» **Texte fourni**:
'''

Jour 145. J'ai volé mon temps

Hiver 2020 – 2021

Hier matin, à 10 h, j’ai fait un cambriolage, sans arme ni menace. J’ai braqué ma banque de temps. J’ai volé tout le temps de ma journée de ce jeudi, que je devais dédier à la recherche d’emploi. Je n’ai pas fait de bruit, j’ai été calme, rigoureuse, méthodique. Je suis sortie de chez moi, je suis entrée dans la banque du temps (aussi appelée « temple du travail »), dans laquelle je me rends tous les vendredis soir pour emprunter le temps de repos qui m’est accordé le week-end. J’ai dit bonjour aux dames de l’accueil, je leur ai dit que j’avais oublié quelque chose dans mon casier, en rendant mon temps lundi matin. Elles m’ont dit : « Pas de soucis, allez-y », même si on était déjà jeudi matin et que c’était un peu bizarre d’aller à la banque du temps en pleine semaine.

Elles ont appuyé sur un bouton m’ouvrant la porte blindée donnant accès à la salle des coffres-forts du temps. Je me suis dirigée d’un pas docile vers cette pièce aux murs et au sol gris, tout de béton vêtus. J’ai ouvert mon casier bleu foncé avec mon empreinte digitale et j’ai pris tout mon temps du jeudi : mes sept heures de travail réglementaires. J’ai saisi ce temps, il prenait la forme de grandes et lourdes pièces d’or, une de trois heures pour le matin et une, un peu plus large, de quatre heures pour l’après-midi. J’ai glissé la première dans mon pantalon, la deuxième sous mon manteau. J’ai quitté la salle des coffres-forts, j’ai remercié les hôtesses et je suis sortie.

J’ai marché jusqu’à chez moi à une allure normale, comme si je n’avais rien à me reprocher, comme si j’avais fait ça toute ma vie. Mes souvenirs d’étudiante m’avaient montré la marche à suivre. À l’époque, je pouvais jouir de mon temps comme je l’entendais, il n’était pas consigné dans des casiers en semaine. Mes pièces d’or de temps jonchaient le sol de ma chambre mal rangée. Mais le temps de la fac est passé et je suis désormais sans emploi. Cette nouvelle étiquette a tout changé. Mon temps est désormais chronométré, consigné. C’est le compte à rebours avant le premier emploi.

Alors bien sûr, j’ai senti une culpabilité immense en commettant ce rapt. En décidant de dédier ma journée d’hier à l’oisiveté, à… la vie. Mais j’ai tenu bon. J’ai enfilé mes chaussures de course à 11 h, pour m’évader en courant, au lieu de rester assise sur ma chaise, le dos courbé, la tête penchée, les yeux regardant servilement la lumière bleue de mon ordinateur portable, comme tous les autres jours.

Je suis partie courir au moment des réunions d’équipe, à l’heure où la matinée de travail commence à être longue, mais qu’on s’accroche, qu’on s’encourage avec une tasse de café, qu’on s’anesthésie avec une pause clope. J’ai défié toutes les forces qui m’enjoignaient de travailler, et ça m’a demandé une énergie folle d’oser partir et d’enfin lâcher les rênes du productivisme.

'''

» **Travail demandé**:
A) Recopiez le passage du texte sur le temps volé qui va de « Alors bien sûr, j’ai » à « les autres jours. », ces deux bornes comprises.
B) Dans le texte sur le temps volé, quelle forme prend le temps du jeudi une fois saisi dans le casier ?

» **Bloc de données**:
'''

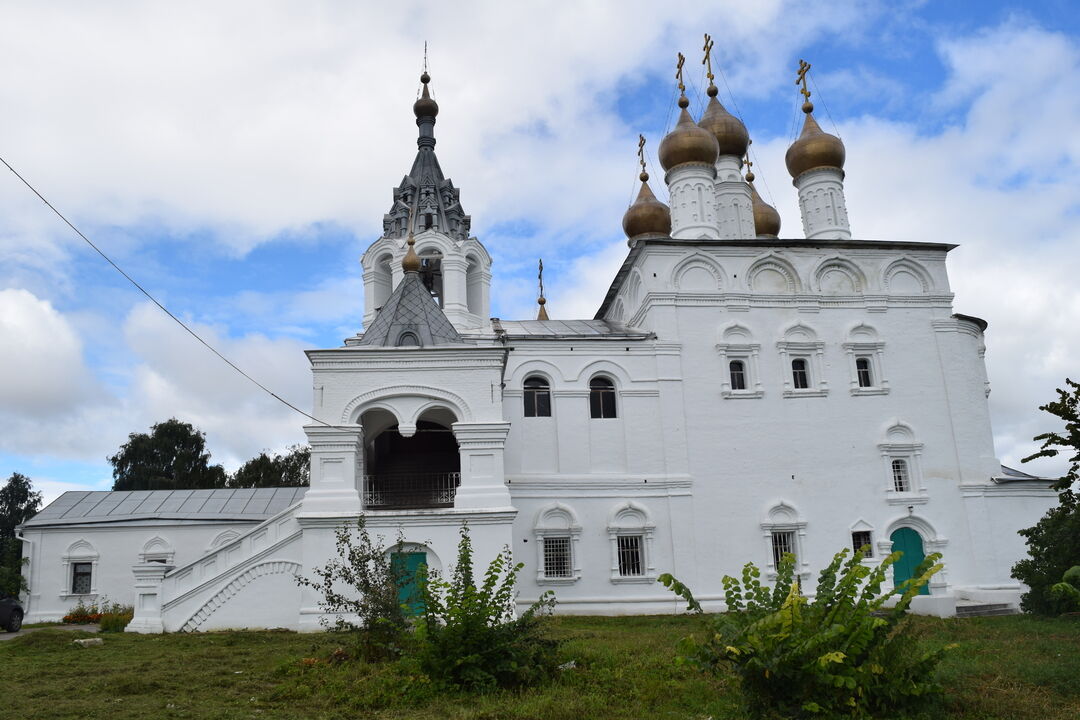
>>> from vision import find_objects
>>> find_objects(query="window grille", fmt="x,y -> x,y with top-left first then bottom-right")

'''

» **Réponses dans l'ordre**:
A)
Alors bien sûr, j’ai senti une culpabilité immense en commettant ce rapt. En décidant de dédier ma journée d’hier à l’oisiveté, à… la vie. Mais j’ai tenu bon. J’ai enfilé mes chaussures de course à 11 h, pour m’évader en courant, au lieu de rester assise sur ma chaise, le dos courbé, la tête penchée, les yeux regardant servilement la lumière bleue de mon ordinateur portable, comme tous les autres jours.

B) Il prend la forme de grandes et lourdes pièces d'or, une de trois heures pour le matin et une de quatre heures pour l'après-midi.